Drug companies reach settlement ahead of opioid trial

Four drug companies reportedly reached a last-minute legal settlement over their role in the opioid addiction epidemic.

Opioid crisis
The United States is struggling with an opioid epidemic [File: Brian Snyder/Reuters]

Four drug companies have reached a last-minute legal settlement over their role in the opioid addiction epidemic just as a nine-week trial was scheduled to start in the United States, a source said on Monday.

Drug distributors AmerisourceBergen Corp, Cardinal Health Inc and McKesson Corp and Israel-based drugmaker Teva Pharmaceutical Industries Ltd will announce the settlement on Monday, according to the source.

“We are very pleased with the results,” said Armund Budish, the county executive for Cuyahoga County, which was one of the two plaintiffs in the trial that was scheduled to begin on Monday.

Stored data entries
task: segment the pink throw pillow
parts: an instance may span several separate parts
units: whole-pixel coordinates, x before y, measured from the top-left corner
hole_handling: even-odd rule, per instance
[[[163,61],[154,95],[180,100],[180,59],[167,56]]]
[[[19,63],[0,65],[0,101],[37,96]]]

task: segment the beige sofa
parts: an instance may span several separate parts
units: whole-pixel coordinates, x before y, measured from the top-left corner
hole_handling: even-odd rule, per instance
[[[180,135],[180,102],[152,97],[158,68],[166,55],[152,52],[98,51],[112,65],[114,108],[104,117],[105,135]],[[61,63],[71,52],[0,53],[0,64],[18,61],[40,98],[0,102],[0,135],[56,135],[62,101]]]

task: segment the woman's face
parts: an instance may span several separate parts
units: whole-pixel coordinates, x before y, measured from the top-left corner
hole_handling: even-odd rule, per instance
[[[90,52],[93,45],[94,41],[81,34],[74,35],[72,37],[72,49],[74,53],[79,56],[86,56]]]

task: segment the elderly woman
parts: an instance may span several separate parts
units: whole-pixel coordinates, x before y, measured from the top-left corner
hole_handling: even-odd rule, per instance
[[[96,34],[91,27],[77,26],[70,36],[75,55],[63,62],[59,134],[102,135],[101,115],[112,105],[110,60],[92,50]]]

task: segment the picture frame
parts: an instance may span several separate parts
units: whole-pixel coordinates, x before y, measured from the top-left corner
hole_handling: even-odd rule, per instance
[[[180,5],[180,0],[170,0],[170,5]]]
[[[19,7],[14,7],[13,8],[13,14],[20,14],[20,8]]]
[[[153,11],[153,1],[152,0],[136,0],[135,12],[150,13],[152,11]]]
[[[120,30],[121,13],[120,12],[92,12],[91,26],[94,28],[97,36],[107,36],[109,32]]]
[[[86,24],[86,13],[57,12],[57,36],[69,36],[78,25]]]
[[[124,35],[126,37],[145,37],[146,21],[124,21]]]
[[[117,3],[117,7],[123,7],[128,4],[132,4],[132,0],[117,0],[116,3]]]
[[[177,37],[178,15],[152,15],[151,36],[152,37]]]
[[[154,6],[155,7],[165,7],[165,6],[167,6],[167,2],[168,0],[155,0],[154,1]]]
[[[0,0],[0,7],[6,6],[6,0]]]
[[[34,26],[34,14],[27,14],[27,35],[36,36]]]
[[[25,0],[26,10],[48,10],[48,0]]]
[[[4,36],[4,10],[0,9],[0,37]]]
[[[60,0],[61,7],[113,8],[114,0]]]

What you need to do
Reproduce the opioid settlement text between "Four drug companies have" and "said on Monday.", inclusive.

Finished exercise
Four drug companies have reached a last-minute legal settlement over their role in the opioid addiction epidemic just as a nine-week trial was scheduled to start in the United States, a source said on Monday.